→ **DOCUMENT EXTRACT**:
'''

Can you expand on your comment about blink trees?  Why do you see that they need to be outside of the record management API?  I was hoping that some data structures persisted as records could opt out of the default concurrency control mechanisms and use consistency based mechanisms, but that does not mean that we need to store them directly on pages does it?


I see index maintenance as the role of a framework layer over the record management API.  Have you looked at the framework that I have implemented?  [1].  It handles index maintenance by catching property updates and generating events.  Indices register as listeners for events and handle the removal under the old key and the insert under the new key (the old key, new key, and the object are part of the event).  This framework is designed around “generic” data rather than explicitly declared java fields and reflection.  If you want to manage indices and your classes have fields that are getting serialized, serve as your index keys, and you have setters for those fields then you need to generate notification events from those setters and have your indices registered as listeners.






From: [] On Behalf Of Kevin Day
Sent: Monday, April 10, 2006 9:46 PM
To: JDBM Developer listserv
Subject: [Jdbm-developer] primary and secondary indexes in the record manager


One thing that I've been thinking about in a background thread:


We've discussed the possibility of making indexes a first order citizen of jdbm (instead of storing a BTree in the record manager itself, on the data pages).  This has lots of advantages from a concurrency perspective (we can use BLink trees).  It also creates a programming paradigm that is much closer to how people are used to working with databases.


This is where secondary indexes come in.

'''

→ **ENTRIES**:
'''

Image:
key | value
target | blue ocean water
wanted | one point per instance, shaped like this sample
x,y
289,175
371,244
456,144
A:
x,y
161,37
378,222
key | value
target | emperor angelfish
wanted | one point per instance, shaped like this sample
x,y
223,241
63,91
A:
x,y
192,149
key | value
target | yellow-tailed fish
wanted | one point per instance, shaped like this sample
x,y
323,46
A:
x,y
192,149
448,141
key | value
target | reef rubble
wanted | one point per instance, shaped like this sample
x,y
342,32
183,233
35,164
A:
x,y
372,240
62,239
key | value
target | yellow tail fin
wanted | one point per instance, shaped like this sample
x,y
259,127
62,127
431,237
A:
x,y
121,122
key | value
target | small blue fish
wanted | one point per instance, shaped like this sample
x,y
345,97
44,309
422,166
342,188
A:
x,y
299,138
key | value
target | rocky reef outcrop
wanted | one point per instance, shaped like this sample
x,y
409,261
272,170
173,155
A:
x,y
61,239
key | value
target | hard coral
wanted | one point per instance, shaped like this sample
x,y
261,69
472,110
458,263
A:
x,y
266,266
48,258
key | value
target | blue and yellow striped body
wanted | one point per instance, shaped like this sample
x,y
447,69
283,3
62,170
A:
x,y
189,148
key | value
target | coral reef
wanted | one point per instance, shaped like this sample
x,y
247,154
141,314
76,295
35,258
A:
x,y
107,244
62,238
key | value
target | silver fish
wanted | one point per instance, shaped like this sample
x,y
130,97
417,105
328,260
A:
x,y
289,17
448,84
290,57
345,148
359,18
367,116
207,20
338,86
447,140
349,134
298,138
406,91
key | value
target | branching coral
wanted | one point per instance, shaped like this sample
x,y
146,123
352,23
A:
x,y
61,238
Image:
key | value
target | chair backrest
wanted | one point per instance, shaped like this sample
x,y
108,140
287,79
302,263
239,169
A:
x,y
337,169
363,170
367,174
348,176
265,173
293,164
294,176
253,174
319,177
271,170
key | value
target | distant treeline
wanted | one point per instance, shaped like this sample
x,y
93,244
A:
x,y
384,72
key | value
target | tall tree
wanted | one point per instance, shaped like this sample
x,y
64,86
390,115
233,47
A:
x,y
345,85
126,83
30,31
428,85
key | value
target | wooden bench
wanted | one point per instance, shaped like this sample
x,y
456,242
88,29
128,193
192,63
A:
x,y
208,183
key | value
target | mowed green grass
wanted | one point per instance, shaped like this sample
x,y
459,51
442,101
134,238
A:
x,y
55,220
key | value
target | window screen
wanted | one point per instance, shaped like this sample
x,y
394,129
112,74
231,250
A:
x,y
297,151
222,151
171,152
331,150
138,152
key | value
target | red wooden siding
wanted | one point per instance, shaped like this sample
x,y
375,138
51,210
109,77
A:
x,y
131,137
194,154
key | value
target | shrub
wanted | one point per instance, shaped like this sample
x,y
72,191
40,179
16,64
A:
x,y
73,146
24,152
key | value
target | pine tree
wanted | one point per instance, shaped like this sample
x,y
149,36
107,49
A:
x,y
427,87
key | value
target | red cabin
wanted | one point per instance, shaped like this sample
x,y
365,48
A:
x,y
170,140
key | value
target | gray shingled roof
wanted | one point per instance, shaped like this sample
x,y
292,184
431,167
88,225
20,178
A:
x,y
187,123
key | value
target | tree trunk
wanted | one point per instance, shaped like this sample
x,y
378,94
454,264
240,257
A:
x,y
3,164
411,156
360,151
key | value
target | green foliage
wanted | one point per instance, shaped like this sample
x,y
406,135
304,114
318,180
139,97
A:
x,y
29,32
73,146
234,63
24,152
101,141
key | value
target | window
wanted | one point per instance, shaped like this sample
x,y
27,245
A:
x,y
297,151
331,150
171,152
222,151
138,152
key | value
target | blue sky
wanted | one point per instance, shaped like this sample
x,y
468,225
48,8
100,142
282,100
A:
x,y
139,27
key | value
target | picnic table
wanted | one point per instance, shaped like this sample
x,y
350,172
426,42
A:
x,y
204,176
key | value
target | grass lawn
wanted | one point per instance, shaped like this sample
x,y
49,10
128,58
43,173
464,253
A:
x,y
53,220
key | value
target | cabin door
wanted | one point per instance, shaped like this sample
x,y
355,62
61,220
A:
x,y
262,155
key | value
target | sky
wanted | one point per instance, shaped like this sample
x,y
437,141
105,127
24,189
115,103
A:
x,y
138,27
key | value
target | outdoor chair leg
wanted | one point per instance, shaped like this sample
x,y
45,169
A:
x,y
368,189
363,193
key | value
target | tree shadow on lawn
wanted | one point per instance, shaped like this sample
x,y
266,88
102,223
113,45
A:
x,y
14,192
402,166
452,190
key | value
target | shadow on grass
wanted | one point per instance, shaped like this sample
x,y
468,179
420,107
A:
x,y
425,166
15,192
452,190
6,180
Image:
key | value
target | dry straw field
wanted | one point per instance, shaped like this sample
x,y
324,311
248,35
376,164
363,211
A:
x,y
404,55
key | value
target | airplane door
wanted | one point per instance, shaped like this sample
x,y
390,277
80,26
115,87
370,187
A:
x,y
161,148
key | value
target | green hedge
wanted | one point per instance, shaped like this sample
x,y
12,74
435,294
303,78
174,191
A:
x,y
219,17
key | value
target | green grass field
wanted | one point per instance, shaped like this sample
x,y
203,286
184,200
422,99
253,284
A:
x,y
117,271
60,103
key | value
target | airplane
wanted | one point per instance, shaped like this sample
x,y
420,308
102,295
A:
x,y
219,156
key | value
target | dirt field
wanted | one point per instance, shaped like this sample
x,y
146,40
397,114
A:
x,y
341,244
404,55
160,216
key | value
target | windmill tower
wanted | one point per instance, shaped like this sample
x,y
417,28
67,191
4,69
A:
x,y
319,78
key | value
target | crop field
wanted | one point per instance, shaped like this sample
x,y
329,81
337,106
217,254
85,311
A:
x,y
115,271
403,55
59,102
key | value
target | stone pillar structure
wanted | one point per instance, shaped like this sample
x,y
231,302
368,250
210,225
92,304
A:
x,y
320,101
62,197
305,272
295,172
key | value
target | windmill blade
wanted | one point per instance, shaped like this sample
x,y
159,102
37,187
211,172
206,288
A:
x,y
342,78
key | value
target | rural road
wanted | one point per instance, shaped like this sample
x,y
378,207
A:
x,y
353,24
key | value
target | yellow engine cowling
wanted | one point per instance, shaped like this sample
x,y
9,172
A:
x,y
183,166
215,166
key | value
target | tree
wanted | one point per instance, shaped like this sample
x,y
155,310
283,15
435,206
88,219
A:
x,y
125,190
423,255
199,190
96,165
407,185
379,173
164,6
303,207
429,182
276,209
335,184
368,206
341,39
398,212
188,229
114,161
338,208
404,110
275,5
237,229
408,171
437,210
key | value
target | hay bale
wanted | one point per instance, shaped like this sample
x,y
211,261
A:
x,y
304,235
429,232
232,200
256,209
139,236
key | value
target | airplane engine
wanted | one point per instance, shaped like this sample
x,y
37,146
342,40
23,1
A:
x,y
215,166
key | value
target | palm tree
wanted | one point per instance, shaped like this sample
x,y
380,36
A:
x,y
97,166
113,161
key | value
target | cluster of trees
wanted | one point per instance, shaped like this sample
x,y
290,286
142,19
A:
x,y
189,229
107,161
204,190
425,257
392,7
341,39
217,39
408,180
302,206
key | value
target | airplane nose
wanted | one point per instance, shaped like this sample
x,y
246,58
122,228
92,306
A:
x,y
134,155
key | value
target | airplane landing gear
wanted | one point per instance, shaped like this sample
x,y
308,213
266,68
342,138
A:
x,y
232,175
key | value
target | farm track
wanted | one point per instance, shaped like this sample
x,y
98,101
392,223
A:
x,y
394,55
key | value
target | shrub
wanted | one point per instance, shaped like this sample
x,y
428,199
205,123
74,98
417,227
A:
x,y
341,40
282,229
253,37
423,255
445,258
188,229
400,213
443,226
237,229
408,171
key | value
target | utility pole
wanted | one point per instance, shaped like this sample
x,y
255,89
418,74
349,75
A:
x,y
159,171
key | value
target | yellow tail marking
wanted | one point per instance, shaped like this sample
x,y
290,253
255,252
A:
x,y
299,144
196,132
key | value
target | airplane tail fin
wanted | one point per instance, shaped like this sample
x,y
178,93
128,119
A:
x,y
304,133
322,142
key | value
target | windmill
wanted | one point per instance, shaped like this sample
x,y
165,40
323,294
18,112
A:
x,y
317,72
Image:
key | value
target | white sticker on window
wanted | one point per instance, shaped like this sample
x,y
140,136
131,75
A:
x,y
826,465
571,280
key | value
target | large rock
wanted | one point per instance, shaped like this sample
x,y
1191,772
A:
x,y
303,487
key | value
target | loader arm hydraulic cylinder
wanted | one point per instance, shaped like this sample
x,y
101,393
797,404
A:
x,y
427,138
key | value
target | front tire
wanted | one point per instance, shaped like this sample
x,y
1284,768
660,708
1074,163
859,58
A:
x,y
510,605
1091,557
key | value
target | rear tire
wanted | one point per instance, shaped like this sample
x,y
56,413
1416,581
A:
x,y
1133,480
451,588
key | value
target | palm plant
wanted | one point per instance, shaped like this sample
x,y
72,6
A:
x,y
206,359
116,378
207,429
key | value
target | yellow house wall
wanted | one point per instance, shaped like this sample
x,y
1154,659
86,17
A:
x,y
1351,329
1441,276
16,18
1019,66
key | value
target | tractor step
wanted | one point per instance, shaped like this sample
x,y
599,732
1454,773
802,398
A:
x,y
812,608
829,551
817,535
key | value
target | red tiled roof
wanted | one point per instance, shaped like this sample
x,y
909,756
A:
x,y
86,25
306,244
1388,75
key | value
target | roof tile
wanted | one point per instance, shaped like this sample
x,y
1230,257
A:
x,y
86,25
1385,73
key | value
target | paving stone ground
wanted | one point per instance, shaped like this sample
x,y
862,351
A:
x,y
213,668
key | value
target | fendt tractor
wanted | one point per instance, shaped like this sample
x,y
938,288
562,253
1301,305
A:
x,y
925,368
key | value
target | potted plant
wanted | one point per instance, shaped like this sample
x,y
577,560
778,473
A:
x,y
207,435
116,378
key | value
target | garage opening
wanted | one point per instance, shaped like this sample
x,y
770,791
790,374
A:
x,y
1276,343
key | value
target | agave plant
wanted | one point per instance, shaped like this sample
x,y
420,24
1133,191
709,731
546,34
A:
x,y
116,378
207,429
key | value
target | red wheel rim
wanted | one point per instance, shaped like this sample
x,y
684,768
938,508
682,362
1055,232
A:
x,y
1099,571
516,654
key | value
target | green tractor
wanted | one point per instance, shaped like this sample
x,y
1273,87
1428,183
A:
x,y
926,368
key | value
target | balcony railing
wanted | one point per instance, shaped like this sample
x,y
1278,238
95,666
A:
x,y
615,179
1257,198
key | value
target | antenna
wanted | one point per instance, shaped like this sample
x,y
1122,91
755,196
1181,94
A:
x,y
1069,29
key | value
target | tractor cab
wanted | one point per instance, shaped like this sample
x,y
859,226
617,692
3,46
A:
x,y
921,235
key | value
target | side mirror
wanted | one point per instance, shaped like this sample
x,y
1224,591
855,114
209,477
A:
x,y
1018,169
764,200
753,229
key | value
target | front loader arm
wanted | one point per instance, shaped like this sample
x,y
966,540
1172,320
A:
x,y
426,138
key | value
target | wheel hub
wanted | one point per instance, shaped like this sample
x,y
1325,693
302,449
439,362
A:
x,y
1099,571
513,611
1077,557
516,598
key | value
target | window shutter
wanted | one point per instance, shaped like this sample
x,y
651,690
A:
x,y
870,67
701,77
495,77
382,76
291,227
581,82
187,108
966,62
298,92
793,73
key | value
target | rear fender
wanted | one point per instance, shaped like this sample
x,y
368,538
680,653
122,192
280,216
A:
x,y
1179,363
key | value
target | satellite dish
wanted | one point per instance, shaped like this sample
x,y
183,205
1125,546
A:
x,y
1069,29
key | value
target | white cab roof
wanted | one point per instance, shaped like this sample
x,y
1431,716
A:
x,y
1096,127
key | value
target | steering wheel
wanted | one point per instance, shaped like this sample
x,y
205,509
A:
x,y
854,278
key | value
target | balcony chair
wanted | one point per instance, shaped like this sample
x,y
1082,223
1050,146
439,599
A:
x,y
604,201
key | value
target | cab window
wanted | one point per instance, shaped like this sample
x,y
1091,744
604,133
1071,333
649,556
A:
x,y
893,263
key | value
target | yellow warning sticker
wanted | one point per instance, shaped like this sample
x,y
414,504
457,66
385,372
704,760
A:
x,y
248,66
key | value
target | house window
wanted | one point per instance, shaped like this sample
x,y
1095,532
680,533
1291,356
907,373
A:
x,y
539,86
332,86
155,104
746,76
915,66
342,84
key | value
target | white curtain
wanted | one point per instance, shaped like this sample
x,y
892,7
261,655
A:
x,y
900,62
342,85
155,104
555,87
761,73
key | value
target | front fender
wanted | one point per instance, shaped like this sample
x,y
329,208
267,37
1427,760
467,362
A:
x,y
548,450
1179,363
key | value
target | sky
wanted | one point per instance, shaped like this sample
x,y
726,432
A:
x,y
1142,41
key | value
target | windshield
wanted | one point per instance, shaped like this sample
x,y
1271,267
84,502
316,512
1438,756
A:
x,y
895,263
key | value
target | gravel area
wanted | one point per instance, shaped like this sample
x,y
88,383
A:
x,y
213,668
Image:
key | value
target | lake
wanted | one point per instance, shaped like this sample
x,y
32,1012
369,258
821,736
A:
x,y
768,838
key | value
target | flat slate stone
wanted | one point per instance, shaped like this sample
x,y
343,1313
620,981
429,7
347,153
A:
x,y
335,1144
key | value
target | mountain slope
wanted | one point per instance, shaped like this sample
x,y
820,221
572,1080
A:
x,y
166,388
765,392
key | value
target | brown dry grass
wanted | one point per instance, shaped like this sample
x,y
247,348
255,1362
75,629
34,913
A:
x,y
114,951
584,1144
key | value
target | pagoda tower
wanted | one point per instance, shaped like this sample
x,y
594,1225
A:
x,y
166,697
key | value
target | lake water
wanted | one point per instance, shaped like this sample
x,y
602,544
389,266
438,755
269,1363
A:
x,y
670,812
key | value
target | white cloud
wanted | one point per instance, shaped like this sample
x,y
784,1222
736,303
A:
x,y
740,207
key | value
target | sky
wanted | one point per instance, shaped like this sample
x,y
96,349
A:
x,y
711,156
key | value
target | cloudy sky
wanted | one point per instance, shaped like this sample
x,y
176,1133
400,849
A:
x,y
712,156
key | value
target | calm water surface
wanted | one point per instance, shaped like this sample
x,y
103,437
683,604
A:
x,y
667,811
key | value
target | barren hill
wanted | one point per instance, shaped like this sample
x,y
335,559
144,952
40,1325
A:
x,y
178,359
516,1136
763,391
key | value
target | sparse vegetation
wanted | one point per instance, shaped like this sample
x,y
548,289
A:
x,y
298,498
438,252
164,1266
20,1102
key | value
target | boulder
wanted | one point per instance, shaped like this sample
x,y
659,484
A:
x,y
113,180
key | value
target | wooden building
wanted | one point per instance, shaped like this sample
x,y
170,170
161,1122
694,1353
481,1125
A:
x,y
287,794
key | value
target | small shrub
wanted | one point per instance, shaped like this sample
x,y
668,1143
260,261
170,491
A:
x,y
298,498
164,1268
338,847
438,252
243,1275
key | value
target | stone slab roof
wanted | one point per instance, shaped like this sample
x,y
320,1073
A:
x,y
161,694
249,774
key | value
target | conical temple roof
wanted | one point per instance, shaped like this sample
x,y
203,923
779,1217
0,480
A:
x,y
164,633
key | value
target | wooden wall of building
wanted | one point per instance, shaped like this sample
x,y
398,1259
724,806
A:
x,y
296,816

'''

→ **OBJECTIVE**: In the thread on jdbm indexes, what do indices register as in the framework that handles index maintenance? This work doesn't use the data at all.

→ **WRITTEN ANSWER**: Listeners for events.